(Source data)
━━━━━━━━━━━━━━━━━━━━
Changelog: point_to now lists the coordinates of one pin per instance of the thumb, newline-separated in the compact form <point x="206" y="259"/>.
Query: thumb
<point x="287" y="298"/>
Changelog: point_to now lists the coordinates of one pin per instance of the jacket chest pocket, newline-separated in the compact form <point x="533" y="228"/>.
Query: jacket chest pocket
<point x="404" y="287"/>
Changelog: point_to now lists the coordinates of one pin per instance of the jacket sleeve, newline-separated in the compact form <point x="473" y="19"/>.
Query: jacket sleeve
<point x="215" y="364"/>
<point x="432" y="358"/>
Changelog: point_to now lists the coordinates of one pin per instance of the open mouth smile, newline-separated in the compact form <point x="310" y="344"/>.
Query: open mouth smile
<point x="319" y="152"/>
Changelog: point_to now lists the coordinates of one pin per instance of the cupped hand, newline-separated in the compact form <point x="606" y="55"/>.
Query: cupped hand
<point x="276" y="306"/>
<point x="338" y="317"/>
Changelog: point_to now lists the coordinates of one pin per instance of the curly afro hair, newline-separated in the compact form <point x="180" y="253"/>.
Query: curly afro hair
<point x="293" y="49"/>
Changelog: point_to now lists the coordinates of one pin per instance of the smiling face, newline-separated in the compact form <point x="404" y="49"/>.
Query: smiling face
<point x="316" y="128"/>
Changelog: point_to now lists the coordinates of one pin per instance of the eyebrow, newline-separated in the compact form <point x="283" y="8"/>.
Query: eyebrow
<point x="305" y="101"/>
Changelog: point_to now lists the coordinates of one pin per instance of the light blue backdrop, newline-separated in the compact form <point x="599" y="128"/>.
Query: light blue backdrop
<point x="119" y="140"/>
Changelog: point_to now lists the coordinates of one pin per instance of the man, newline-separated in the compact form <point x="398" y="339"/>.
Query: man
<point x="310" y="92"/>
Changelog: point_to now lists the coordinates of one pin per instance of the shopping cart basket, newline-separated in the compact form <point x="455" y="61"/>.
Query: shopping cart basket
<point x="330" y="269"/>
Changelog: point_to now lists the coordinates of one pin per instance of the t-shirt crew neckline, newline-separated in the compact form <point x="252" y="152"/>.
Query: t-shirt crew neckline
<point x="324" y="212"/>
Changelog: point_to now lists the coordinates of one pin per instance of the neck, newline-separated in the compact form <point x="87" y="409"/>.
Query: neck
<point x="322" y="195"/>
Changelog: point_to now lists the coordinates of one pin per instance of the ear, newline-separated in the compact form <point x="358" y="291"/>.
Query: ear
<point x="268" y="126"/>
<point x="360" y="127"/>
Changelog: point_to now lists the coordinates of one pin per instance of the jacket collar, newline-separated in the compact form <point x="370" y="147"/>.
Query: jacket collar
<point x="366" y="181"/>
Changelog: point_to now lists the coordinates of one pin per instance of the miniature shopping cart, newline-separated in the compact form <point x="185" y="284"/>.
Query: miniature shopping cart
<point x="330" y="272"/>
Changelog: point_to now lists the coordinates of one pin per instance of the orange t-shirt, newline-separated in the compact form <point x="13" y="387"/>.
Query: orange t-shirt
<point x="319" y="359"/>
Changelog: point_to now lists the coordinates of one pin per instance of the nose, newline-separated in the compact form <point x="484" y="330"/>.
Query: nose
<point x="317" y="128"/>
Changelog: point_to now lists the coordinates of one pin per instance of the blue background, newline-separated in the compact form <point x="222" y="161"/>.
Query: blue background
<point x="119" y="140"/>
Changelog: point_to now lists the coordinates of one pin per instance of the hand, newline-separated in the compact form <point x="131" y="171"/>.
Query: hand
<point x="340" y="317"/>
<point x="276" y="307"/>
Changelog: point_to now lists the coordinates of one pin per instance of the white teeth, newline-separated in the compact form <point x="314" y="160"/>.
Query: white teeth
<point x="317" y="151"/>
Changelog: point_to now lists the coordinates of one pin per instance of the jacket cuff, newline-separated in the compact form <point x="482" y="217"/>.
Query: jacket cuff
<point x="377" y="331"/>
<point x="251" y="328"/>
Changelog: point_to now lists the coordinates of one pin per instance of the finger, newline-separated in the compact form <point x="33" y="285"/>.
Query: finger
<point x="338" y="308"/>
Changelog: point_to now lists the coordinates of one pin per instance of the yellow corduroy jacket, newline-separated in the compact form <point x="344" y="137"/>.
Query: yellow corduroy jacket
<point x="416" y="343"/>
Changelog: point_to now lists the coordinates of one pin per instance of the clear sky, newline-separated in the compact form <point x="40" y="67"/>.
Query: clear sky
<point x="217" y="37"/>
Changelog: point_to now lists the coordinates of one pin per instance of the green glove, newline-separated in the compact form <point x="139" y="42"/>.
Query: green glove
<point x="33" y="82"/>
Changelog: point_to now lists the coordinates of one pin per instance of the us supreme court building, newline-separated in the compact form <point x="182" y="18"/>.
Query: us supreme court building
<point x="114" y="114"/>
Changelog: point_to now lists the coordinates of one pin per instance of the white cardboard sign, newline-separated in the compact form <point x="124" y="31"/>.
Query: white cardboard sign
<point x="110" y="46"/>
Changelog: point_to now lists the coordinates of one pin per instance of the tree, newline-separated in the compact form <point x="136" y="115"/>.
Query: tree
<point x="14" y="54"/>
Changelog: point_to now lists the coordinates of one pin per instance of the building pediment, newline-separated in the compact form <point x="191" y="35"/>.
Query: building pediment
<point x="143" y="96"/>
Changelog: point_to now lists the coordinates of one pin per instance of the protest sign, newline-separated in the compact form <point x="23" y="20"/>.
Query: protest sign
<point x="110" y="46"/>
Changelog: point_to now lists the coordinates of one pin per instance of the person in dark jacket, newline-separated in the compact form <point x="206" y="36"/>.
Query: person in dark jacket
━━━━━━━━━━━━━━━━━━━━
▶ _Stated goal_
Copy the entries word for word. Begin at the line that contains "the tree, newline-separated" and stop after the last line of the entries.

▶ _Complete output_
Changelog: point_to now lists the coordinates of one pin per instance of the tree, newline-separated in the compact form <point x="136" y="115"/>.
Query: tree
<point x="14" y="54"/>
Changelog: point_to now lists the coordinates of one pin per instance of the building pediment, newline-separated in the compact form <point x="191" y="35"/>.
Query: building pediment
<point x="143" y="96"/>
Changelog: point_to now lists the coordinates of one pin per instance of the protest sign, newline-separated in the compact form <point x="23" y="20"/>.
Query: protest sign
<point x="110" y="46"/>
Changelog: point_to now lists the coordinates of one pin per instance of the person in dark jacket, newline-separated in the compact form <point x="206" y="36"/>.
Query: person in dark jacket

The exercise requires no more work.